(Stored data entries)
========
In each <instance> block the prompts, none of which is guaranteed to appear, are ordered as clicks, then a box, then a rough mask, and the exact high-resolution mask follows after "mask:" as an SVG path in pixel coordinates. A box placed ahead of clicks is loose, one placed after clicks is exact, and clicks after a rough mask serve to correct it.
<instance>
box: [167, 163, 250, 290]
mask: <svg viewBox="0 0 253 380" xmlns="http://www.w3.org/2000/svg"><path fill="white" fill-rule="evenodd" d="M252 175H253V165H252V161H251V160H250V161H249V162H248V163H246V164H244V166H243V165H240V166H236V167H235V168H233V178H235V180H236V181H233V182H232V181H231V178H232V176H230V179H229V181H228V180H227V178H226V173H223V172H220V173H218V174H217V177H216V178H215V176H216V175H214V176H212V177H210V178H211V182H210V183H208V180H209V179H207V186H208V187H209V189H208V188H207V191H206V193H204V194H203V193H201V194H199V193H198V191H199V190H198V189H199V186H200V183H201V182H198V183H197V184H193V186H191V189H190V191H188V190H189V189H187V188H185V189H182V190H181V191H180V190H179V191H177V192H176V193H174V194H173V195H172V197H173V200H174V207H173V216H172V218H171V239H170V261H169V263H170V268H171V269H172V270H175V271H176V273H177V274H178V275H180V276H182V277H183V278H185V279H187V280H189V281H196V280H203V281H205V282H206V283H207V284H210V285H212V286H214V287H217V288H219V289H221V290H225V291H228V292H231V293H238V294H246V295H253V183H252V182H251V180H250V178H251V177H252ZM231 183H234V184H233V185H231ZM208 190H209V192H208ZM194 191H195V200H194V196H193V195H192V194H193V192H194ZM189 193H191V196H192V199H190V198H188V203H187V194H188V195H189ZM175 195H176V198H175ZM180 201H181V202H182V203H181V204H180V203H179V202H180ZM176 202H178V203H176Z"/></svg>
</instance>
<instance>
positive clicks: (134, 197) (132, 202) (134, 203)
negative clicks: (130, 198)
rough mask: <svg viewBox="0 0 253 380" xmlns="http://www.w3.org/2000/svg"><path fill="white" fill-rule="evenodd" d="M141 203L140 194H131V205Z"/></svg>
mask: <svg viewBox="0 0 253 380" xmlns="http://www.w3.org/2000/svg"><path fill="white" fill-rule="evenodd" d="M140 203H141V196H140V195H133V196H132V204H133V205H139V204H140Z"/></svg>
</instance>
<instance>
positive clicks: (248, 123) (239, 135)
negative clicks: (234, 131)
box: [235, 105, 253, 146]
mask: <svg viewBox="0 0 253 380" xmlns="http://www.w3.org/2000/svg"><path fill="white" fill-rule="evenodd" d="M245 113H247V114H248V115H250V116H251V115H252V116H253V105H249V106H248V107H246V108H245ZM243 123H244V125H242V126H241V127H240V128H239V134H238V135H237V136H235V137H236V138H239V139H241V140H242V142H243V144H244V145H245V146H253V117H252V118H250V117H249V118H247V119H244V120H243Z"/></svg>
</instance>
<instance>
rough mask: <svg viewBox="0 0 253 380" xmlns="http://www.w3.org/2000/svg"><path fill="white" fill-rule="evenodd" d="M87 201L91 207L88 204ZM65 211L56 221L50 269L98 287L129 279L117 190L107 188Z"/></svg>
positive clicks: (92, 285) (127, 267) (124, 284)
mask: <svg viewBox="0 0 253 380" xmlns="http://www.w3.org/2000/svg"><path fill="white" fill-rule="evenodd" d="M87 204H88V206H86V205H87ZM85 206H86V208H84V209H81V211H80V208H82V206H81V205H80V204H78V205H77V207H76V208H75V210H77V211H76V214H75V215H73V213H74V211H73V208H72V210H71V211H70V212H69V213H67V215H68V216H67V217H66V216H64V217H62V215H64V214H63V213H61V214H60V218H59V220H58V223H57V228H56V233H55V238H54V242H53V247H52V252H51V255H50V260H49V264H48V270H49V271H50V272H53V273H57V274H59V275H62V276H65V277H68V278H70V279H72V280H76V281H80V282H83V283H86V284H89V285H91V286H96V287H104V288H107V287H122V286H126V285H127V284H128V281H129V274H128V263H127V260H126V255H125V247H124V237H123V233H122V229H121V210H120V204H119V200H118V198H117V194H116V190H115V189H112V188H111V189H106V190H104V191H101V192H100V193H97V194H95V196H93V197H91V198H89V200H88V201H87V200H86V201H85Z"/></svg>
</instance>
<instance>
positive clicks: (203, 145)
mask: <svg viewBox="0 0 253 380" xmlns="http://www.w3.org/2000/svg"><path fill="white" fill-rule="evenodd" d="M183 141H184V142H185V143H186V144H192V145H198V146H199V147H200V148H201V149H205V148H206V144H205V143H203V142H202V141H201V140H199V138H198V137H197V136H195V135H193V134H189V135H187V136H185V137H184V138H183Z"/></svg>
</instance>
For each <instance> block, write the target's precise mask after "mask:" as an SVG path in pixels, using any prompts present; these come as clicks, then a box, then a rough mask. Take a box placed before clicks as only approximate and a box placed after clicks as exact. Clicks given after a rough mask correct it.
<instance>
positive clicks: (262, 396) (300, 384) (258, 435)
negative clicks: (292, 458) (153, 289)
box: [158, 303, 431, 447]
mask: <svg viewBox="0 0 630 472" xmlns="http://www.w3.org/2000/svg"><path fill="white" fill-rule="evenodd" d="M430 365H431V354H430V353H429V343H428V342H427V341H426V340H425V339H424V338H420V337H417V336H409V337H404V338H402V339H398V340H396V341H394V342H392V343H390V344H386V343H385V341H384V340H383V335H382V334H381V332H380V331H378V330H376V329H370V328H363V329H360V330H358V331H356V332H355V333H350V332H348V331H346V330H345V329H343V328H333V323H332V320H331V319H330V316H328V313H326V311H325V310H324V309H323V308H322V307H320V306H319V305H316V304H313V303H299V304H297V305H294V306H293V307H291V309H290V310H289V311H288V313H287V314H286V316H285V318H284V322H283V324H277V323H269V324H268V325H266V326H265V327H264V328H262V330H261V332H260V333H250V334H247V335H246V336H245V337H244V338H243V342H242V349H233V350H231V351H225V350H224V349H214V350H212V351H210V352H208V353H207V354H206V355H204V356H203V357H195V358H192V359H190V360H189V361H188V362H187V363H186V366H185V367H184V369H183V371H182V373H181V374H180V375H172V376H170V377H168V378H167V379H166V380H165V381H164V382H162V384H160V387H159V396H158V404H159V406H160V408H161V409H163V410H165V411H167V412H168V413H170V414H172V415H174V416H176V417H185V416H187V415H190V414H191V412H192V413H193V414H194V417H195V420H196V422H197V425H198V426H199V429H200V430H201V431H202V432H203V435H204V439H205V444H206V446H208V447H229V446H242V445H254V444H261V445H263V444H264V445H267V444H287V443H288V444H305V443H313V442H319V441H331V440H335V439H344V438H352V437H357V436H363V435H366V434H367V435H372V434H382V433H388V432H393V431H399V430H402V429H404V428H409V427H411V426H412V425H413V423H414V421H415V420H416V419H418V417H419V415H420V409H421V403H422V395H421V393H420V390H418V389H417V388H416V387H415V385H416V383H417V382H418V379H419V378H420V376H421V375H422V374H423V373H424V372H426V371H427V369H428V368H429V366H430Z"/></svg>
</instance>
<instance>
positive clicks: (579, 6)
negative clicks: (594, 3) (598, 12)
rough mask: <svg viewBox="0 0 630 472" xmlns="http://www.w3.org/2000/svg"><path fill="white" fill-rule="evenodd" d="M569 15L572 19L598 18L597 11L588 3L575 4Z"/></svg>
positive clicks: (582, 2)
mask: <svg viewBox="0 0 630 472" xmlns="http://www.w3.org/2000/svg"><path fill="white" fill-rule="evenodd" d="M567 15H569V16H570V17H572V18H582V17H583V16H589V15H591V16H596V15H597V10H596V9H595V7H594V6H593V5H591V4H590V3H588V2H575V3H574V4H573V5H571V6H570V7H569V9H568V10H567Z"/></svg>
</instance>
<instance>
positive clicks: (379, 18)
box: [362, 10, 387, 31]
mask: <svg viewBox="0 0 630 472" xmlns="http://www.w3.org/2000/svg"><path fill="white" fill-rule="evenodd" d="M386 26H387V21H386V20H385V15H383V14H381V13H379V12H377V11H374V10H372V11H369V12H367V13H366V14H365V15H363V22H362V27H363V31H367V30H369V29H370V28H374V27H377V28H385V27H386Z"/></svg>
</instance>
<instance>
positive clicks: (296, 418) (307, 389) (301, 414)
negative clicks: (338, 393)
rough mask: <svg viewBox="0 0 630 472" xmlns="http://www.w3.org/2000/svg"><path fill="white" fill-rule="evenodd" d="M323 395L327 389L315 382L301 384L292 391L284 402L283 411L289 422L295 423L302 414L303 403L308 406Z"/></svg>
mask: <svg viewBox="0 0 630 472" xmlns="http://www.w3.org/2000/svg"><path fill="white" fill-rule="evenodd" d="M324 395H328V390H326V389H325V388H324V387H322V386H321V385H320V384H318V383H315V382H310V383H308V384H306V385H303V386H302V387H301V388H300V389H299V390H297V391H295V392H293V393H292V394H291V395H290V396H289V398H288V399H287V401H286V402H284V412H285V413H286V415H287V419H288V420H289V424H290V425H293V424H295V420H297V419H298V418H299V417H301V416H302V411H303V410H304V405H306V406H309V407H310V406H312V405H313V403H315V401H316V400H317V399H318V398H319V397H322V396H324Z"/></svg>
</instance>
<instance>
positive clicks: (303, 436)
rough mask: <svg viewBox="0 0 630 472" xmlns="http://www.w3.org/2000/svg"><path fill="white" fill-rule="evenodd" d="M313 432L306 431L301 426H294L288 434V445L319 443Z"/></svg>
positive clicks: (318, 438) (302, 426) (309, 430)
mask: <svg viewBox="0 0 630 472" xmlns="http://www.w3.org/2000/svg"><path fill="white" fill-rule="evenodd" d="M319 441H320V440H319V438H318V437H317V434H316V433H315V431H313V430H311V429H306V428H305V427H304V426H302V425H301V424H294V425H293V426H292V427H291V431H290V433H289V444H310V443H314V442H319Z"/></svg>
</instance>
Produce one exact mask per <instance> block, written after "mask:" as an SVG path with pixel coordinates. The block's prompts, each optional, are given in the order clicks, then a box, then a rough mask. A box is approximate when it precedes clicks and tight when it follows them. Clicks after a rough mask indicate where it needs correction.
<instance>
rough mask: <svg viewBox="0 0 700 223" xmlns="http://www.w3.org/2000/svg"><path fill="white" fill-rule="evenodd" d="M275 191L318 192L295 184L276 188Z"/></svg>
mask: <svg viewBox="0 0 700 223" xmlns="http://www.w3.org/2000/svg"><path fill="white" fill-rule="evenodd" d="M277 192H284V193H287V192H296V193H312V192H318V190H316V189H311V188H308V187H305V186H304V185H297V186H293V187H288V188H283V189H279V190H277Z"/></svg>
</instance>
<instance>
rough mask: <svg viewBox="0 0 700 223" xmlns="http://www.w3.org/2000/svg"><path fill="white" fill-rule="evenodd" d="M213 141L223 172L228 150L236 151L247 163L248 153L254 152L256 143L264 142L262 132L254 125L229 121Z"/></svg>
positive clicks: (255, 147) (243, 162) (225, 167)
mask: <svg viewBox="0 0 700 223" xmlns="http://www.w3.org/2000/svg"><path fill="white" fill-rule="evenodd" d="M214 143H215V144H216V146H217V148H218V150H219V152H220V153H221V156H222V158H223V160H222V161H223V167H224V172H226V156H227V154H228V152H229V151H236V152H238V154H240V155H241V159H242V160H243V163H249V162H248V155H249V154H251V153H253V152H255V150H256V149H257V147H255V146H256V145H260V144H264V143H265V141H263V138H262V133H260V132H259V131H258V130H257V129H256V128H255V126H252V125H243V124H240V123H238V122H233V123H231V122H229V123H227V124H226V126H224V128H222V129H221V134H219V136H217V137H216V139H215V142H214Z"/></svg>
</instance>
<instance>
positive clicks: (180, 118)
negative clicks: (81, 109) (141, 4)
========
WHAT IS BEING ASKED:
Count the lines of the material above that contain the string "prompts", treating uppercase and lowercase as different. Reply with the number alone.

EXPECTED ANSWER:
3